• Exercise requirements: After locating the line that contains "log shown above." in the following entries, reproduce it and each later line exactly, including the last.

Referring expression pointing data:
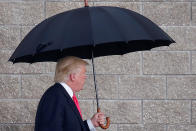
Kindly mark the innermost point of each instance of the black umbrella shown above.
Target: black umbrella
(90, 32)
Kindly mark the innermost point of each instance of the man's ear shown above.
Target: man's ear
(72, 77)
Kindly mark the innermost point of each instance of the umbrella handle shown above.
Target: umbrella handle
(107, 119)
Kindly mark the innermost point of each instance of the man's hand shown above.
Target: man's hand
(97, 119)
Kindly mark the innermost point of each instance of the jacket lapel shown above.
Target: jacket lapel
(71, 104)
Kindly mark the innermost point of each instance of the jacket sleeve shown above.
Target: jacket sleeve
(50, 114)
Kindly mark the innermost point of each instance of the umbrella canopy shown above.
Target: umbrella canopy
(90, 32)
(105, 30)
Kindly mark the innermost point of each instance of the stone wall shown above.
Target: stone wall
(141, 91)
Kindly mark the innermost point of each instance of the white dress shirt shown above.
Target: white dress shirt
(70, 92)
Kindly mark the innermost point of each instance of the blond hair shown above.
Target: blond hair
(67, 65)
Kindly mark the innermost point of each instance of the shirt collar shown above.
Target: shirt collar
(67, 88)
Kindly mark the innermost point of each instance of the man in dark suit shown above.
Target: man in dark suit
(58, 109)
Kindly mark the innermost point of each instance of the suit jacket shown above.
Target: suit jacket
(57, 112)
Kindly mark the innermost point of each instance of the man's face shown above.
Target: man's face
(80, 78)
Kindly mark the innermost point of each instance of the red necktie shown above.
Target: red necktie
(76, 103)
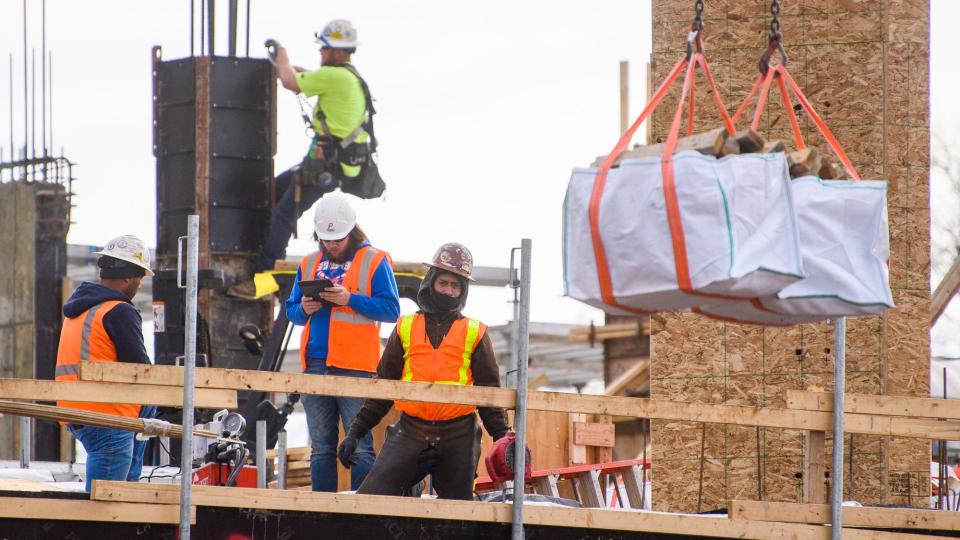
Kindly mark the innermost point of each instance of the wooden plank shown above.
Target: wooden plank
(853, 516)
(946, 290)
(878, 405)
(110, 392)
(542, 401)
(814, 467)
(593, 434)
(83, 510)
(596, 518)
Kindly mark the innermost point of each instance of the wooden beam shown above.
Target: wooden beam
(83, 510)
(946, 290)
(594, 518)
(113, 392)
(541, 401)
(853, 516)
(641, 370)
(878, 405)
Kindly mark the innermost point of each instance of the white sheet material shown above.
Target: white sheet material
(740, 231)
(845, 247)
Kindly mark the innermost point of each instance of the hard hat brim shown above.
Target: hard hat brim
(451, 270)
(149, 272)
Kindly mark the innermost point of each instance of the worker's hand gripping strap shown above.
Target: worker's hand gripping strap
(600, 181)
(783, 82)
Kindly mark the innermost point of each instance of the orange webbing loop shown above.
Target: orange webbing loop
(599, 183)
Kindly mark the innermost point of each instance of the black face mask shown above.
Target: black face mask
(444, 302)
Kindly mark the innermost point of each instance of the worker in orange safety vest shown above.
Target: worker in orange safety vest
(101, 324)
(437, 344)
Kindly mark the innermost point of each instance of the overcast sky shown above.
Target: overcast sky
(484, 109)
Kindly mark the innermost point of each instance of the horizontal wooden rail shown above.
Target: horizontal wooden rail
(853, 516)
(593, 518)
(102, 392)
(916, 407)
(505, 397)
(82, 510)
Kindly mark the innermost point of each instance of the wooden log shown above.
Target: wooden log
(113, 392)
(804, 162)
(541, 401)
(814, 467)
(853, 516)
(877, 405)
(378, 505)
(80, 510)
(773, 146)
(749, 141)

• Answer to this task:
Kindly mark the innermost point of each instance of the wooden log shown above.
Target: wooden log
(113, 392)
(804, 162)
(541, 401)
(814, 467)
(853, 516)
(877, 405)
(378, 505)
(80, 510)
(773, 146)
(749, 141)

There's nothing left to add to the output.